* _取り組む課題_
提示文では、Docker コンテナー環境に APIcast をデプロイする場合にサポートされる Docker のバージョンは何とされていますか。

* _提示文_
※

3.5. Docker コンテナー環境への APIcast のデプロイ
ここでは、Docker コンテナーエンジン内部に Red Hat 3scale API Management API ゲートウェイとして使用する準備が整っている APIcast をデプロイする方法を、手順をおって説明します。
Docker コンテナー環境に APIcast をデプロイする場合、サポートされる Red Hat Enterprise Linux (RHEL) および Docker のバージョンは以下のとおりです。
- RHEL 7.7
- Docker 1.13.1
前提条件
- 3章APIcast のインストール に従って、3scale 管理ポータルで APIcast を設定している。
Red Hat Ecosystem Catalog へのアクセス
- レジストリーサービスアカウントを作成するには、レジストリーサービスアカウントの作成 を参照してください。
Docker コンテナー環境に APIcast をデプロイするには、以下のセクションに概略を示す手順を実施します。
3.5.1. Docker コンテナー環境のインストール
本セクションでは、RHEL 7 に Docker コンテナー環境を設定する手順を説明します。
Red Hat が提供する Docker コンテナーエンジンは、RHEL の Extras チャンネルの一部としてリリースされています。追加のリポジトリーを有効にするには、Subscription Manager または yum-config-manager オプションを使用できます。詳細は、RHEL の製品ドキュメント を参照してください。
Amazon Web Services (AWS)、Amazon Elastic Compute Cloud (Amazon EC2) インスタンスに RHEL 7 をデプロイするには、以下の手順を実施します。
手順
-
sudo yum repolist all
ですべてのリポジトリーを一覧表示します。 -
*-extras
リポジトリーを探します。 -
sudo yum-config-manager --enable rhui-REGION-rhel-server-extras
を実行し、extras
リポジトリーを有効にします。 -
sudo yum install docker
を実行し、Docker コンテナー環境のパッケージをインストールします。

※

データレコード:
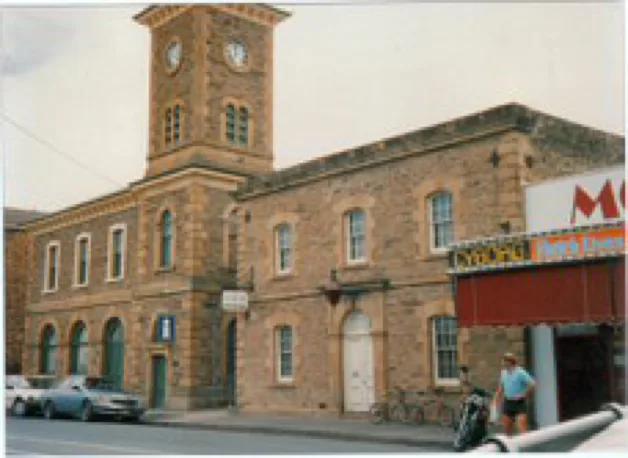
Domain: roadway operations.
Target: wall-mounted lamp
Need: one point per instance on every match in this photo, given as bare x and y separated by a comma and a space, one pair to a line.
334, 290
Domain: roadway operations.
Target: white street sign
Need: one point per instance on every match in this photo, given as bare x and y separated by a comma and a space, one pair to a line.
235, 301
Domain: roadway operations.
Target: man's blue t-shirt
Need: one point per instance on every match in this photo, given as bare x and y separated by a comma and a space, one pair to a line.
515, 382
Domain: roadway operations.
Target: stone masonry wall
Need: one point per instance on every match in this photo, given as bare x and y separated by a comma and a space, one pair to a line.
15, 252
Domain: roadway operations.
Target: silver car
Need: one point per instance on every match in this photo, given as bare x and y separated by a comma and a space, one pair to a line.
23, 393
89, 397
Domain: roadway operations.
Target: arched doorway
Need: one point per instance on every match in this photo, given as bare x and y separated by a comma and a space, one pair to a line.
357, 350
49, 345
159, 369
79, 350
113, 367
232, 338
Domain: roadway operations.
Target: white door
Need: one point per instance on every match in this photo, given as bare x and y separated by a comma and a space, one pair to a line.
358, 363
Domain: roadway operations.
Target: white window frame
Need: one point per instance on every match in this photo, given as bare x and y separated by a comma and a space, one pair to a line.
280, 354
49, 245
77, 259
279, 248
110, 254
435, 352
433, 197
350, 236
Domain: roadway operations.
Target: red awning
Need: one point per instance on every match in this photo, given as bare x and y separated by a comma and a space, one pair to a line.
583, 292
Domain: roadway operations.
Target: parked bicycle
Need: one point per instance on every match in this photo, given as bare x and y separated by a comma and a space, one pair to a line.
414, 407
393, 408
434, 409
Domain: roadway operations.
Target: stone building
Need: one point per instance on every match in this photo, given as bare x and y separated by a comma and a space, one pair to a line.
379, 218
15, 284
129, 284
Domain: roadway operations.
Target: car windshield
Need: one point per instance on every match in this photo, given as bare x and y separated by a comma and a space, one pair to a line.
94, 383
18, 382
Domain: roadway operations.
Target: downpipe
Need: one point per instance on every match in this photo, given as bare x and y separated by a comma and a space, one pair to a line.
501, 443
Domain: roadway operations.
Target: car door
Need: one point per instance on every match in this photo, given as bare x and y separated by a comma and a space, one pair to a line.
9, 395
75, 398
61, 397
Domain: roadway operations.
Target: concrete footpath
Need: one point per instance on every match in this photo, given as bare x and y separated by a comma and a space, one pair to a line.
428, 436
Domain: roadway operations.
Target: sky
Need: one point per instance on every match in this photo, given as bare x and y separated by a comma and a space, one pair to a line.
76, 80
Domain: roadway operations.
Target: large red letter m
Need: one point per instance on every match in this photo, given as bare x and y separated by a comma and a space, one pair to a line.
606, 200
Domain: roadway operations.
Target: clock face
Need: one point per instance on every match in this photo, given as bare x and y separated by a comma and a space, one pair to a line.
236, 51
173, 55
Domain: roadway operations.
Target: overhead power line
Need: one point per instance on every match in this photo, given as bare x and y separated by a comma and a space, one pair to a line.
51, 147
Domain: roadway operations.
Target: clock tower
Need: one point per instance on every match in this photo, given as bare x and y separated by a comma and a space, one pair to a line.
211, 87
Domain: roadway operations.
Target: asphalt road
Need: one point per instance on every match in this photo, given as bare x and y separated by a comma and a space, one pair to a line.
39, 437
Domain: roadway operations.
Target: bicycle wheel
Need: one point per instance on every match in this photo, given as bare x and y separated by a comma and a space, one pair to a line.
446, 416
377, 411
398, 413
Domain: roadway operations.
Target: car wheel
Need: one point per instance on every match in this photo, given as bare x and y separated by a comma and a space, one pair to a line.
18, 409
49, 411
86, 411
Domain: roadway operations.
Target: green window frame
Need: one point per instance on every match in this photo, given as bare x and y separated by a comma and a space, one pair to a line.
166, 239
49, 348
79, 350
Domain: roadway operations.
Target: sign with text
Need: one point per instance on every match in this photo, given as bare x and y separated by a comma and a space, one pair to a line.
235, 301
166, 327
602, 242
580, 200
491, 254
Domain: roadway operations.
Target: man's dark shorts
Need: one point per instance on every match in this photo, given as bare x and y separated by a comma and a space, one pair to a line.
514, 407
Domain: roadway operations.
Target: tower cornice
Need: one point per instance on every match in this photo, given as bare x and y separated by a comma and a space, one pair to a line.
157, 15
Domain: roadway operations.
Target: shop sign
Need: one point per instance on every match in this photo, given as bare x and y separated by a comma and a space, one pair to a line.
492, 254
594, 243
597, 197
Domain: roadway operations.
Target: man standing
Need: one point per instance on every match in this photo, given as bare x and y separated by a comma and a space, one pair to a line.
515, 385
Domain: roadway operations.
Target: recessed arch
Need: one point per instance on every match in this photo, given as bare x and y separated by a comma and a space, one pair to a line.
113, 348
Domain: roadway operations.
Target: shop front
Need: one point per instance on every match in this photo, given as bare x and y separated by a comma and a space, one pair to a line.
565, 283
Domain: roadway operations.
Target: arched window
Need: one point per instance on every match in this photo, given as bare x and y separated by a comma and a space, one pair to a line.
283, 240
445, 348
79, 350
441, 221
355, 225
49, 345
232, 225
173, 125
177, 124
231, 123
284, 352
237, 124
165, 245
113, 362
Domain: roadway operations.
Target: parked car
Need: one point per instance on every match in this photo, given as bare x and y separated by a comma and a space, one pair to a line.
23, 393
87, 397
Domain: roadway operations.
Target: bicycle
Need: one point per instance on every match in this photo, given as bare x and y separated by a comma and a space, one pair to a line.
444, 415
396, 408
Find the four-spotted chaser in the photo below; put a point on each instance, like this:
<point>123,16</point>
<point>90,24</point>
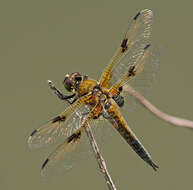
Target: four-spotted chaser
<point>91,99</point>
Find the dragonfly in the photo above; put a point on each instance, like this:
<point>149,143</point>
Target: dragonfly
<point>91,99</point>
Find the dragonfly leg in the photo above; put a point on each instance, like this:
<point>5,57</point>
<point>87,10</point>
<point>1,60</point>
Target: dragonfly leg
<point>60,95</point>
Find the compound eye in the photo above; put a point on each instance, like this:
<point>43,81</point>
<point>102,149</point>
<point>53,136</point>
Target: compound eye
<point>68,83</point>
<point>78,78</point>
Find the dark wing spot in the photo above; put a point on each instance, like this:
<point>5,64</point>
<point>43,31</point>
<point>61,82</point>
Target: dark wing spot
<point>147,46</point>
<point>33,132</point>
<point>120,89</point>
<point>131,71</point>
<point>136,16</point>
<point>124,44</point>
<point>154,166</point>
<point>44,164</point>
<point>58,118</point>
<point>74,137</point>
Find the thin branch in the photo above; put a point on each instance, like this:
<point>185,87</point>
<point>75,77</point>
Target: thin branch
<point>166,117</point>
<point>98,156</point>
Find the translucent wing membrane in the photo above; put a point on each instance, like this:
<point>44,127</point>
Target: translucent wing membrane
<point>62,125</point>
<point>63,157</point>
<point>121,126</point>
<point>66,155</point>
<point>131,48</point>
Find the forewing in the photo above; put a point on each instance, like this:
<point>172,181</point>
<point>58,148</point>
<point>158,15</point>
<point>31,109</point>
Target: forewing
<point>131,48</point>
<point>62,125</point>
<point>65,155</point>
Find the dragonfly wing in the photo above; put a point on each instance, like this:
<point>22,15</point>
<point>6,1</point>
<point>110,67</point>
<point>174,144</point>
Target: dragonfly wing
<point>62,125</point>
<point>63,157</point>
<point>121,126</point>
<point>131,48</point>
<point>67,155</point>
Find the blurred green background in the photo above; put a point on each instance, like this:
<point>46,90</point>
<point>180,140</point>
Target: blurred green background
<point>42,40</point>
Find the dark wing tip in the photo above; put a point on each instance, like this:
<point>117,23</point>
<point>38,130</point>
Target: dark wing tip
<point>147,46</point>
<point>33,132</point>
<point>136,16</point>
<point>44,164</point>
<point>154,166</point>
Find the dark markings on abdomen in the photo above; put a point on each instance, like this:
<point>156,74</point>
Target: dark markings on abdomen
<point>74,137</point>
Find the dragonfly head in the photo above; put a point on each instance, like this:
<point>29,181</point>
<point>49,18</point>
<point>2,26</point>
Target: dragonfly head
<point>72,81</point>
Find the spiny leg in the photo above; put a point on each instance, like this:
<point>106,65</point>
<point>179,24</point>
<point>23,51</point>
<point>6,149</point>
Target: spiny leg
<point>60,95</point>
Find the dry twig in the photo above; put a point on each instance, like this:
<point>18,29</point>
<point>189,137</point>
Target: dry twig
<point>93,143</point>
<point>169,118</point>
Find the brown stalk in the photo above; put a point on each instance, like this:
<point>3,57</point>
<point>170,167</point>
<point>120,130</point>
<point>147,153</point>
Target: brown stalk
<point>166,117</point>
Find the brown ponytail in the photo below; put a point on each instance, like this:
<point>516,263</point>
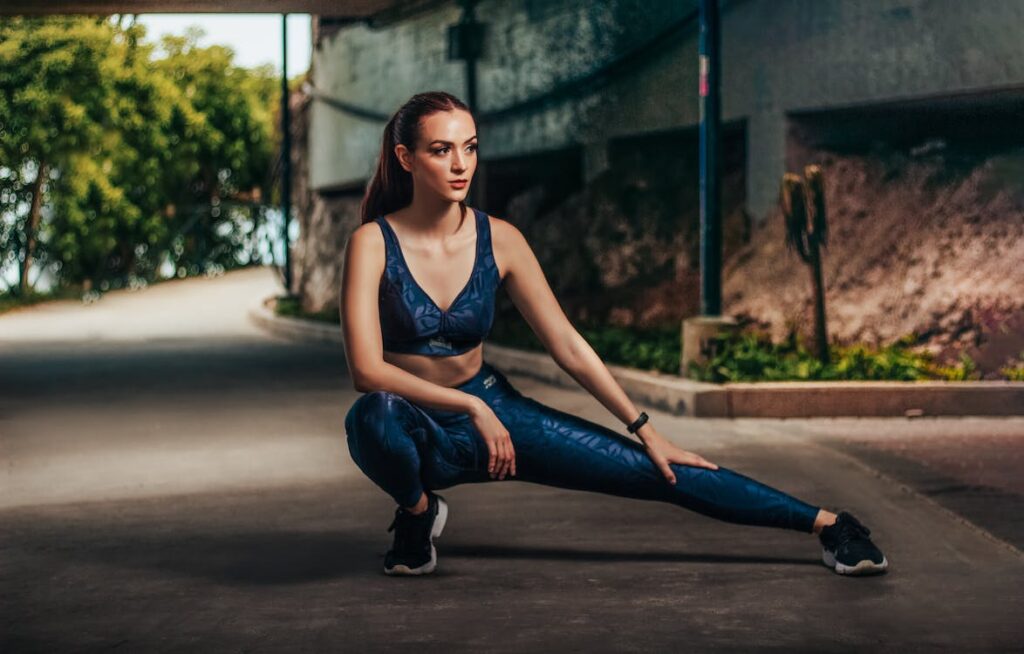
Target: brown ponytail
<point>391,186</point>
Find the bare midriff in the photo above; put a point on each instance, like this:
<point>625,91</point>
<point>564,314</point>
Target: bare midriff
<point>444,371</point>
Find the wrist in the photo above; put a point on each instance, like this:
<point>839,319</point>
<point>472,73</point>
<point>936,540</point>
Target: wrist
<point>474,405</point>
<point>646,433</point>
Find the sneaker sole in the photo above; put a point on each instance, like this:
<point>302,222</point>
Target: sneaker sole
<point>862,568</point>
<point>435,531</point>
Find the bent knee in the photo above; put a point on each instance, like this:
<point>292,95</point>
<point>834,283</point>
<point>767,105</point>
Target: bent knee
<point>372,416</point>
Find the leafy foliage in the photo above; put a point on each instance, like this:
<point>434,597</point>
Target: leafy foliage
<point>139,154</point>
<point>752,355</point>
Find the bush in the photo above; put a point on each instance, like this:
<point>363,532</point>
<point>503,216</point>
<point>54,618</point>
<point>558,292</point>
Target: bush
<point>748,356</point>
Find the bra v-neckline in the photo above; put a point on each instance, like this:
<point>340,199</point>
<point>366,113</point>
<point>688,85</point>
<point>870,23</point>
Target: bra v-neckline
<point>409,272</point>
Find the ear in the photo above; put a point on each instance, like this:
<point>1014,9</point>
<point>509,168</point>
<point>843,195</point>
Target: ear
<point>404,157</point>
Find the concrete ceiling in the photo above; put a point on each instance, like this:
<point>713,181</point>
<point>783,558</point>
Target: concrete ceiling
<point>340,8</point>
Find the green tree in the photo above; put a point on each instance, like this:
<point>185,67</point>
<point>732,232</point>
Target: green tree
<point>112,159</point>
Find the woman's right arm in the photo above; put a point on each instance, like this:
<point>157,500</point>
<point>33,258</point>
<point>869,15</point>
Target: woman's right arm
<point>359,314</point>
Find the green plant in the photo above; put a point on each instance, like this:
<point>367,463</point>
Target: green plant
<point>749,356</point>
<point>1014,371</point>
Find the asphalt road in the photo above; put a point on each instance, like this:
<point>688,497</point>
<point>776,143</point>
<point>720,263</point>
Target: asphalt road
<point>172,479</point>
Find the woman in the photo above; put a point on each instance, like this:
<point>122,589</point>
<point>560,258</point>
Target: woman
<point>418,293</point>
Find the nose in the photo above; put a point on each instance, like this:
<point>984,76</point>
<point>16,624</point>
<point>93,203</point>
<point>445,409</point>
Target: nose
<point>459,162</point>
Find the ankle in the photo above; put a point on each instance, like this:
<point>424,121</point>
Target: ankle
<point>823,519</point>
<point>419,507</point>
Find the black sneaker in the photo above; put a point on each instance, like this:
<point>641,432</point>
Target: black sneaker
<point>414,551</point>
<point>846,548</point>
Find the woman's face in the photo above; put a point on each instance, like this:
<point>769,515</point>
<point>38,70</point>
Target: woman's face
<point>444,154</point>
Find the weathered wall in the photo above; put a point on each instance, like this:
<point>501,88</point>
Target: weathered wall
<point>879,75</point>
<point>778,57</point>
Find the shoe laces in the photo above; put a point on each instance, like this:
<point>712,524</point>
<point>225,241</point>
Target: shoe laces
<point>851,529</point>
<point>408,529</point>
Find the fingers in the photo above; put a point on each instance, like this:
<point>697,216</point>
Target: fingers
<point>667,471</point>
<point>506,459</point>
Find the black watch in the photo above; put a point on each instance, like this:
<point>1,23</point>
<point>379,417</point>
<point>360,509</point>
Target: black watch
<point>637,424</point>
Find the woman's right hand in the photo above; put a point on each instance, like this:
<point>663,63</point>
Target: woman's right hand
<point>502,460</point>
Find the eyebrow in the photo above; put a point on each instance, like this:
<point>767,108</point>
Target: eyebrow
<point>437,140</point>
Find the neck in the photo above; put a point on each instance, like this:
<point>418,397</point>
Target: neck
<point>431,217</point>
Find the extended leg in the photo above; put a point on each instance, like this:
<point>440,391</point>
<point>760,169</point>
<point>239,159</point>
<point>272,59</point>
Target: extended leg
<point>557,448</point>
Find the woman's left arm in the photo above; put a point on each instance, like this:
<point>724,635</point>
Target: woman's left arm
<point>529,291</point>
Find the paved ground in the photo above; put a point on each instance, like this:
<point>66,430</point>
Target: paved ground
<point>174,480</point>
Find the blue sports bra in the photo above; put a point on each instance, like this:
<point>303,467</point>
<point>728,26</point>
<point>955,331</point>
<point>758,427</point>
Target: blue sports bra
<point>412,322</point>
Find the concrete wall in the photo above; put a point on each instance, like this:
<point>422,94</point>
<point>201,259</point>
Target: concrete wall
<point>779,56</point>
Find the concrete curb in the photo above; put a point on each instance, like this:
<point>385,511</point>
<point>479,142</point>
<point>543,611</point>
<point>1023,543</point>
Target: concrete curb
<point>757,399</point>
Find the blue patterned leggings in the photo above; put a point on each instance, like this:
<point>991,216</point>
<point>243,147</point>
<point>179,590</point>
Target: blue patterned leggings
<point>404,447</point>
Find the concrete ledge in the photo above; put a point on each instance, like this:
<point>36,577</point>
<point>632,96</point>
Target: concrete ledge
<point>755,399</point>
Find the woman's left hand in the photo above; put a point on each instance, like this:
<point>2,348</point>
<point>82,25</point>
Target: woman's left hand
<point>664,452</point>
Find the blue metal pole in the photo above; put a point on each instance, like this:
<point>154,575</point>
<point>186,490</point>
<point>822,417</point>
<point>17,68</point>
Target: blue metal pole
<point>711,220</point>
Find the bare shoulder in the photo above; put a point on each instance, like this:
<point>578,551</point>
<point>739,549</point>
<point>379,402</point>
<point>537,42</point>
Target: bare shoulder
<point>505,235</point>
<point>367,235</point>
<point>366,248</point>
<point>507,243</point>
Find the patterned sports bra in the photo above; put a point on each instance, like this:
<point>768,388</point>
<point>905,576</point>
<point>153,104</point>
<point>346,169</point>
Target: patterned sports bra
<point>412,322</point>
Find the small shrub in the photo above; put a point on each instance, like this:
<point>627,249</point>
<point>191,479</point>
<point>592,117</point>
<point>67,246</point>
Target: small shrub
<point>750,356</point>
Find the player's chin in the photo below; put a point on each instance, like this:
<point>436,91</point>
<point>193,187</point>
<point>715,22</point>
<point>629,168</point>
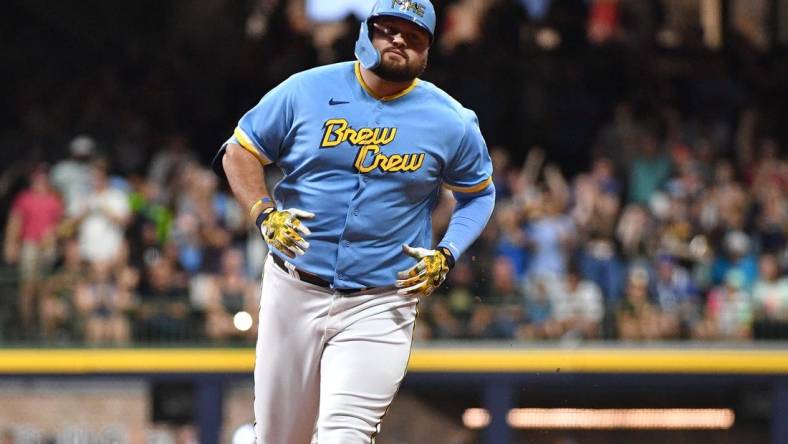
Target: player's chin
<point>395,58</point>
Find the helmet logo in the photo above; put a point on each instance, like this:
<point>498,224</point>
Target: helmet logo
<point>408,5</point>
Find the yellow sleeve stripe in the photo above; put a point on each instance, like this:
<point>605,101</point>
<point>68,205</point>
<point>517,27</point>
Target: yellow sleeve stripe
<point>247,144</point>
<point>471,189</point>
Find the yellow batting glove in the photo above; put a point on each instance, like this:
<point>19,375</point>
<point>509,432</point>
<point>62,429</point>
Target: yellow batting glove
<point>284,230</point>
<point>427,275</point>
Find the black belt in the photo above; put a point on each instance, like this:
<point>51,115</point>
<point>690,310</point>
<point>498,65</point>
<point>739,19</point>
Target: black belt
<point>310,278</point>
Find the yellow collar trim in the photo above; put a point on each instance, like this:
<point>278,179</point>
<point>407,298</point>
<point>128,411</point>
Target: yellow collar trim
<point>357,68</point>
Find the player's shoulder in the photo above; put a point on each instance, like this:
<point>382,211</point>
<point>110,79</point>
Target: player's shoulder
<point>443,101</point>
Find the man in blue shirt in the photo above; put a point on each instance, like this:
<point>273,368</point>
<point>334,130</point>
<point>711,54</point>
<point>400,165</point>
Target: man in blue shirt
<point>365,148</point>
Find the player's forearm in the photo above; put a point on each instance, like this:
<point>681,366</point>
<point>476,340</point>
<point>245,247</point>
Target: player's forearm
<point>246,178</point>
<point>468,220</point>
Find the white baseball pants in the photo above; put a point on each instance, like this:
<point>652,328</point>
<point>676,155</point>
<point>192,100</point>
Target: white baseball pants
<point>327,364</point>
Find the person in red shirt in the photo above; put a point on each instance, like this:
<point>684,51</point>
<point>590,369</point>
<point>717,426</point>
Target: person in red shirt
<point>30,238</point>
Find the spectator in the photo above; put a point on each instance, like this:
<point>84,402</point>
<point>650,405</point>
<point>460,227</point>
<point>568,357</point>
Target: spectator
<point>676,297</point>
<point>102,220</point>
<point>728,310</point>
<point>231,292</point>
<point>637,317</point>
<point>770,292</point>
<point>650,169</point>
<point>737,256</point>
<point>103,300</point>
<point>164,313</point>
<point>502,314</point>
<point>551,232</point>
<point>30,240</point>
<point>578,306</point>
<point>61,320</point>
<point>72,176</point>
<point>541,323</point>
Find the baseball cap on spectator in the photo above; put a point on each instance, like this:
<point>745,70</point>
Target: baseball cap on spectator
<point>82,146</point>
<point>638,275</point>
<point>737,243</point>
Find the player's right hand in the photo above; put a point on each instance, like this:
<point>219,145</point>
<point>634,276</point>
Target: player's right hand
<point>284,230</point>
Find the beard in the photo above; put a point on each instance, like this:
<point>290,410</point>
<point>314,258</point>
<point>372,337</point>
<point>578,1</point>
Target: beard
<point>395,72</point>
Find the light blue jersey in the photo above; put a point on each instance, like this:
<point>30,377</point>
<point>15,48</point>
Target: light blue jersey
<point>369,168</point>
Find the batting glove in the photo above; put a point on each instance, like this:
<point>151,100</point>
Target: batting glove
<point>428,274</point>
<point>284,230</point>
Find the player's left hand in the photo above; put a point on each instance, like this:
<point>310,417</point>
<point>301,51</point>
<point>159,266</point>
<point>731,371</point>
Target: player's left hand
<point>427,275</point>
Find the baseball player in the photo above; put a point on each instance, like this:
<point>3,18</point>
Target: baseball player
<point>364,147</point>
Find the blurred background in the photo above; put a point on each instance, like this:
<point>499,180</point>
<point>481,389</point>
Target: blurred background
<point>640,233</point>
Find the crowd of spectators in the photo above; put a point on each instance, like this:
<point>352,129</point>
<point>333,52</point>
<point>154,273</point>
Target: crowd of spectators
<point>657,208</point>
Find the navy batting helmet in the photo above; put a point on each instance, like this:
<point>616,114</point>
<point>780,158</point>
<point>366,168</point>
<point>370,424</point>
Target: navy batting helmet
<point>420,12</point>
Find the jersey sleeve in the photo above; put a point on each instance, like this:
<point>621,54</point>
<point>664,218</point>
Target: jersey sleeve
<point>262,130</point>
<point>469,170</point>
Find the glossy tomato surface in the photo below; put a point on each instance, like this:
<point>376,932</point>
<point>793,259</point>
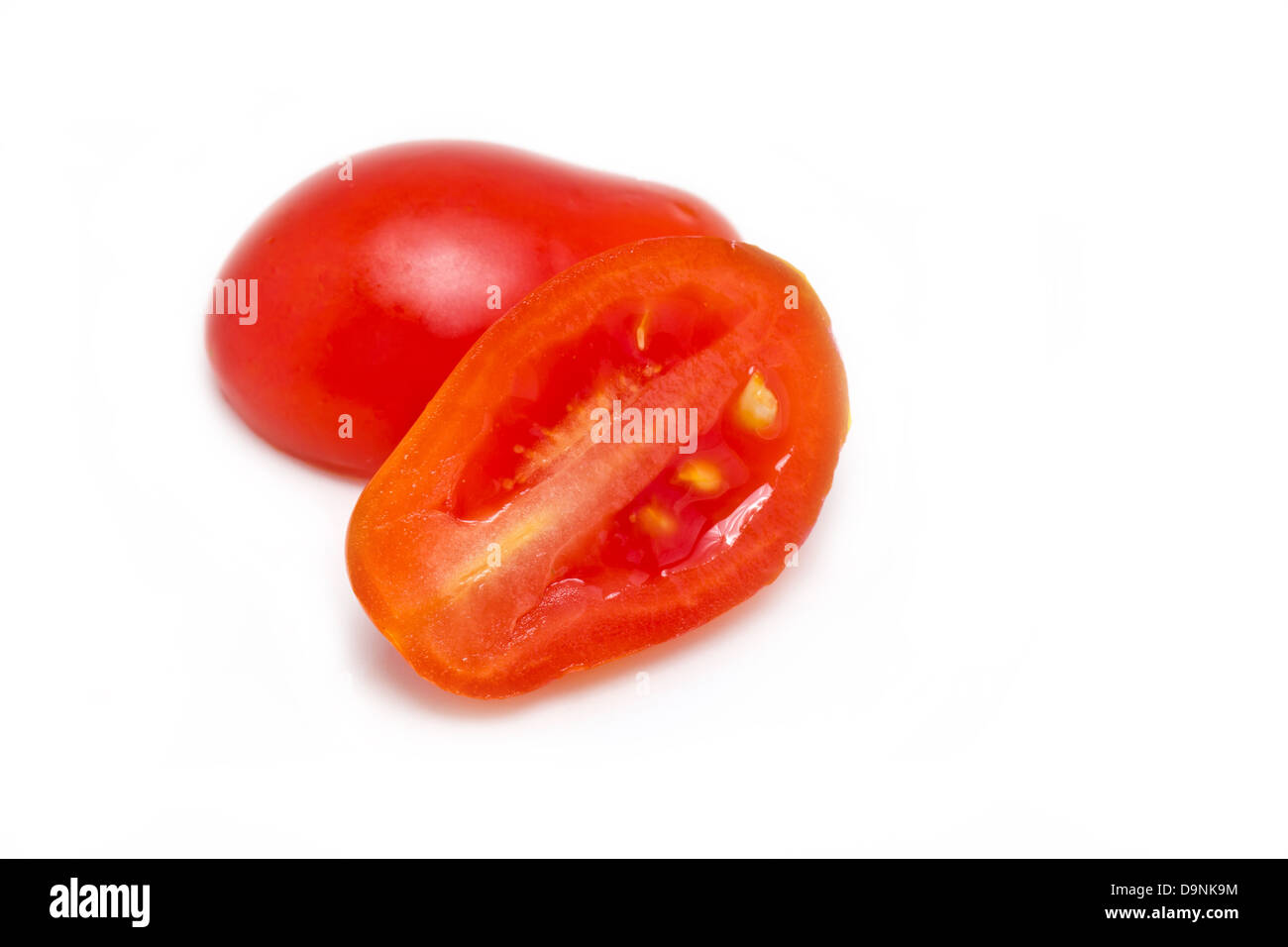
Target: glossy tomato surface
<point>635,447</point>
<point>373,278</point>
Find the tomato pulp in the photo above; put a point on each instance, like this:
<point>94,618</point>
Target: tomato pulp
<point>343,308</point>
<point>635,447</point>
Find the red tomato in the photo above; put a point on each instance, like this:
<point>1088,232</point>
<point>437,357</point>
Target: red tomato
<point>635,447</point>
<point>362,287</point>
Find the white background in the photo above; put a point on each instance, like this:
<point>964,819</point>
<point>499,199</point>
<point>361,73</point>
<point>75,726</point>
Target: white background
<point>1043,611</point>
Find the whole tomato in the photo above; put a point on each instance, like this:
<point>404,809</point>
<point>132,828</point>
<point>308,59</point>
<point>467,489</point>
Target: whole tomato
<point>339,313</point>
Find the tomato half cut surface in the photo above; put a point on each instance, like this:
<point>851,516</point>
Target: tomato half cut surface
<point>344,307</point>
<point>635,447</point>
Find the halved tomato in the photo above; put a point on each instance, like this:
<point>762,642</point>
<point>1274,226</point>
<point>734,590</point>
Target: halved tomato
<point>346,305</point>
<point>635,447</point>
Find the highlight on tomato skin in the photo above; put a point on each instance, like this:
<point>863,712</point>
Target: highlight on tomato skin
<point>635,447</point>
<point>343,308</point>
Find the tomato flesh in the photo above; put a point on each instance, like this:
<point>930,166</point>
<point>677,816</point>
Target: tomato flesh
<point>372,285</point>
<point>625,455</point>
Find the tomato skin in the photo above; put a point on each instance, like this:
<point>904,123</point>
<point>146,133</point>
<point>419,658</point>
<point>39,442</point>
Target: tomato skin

※

* _解答結果_
Docker 1.13.1 です。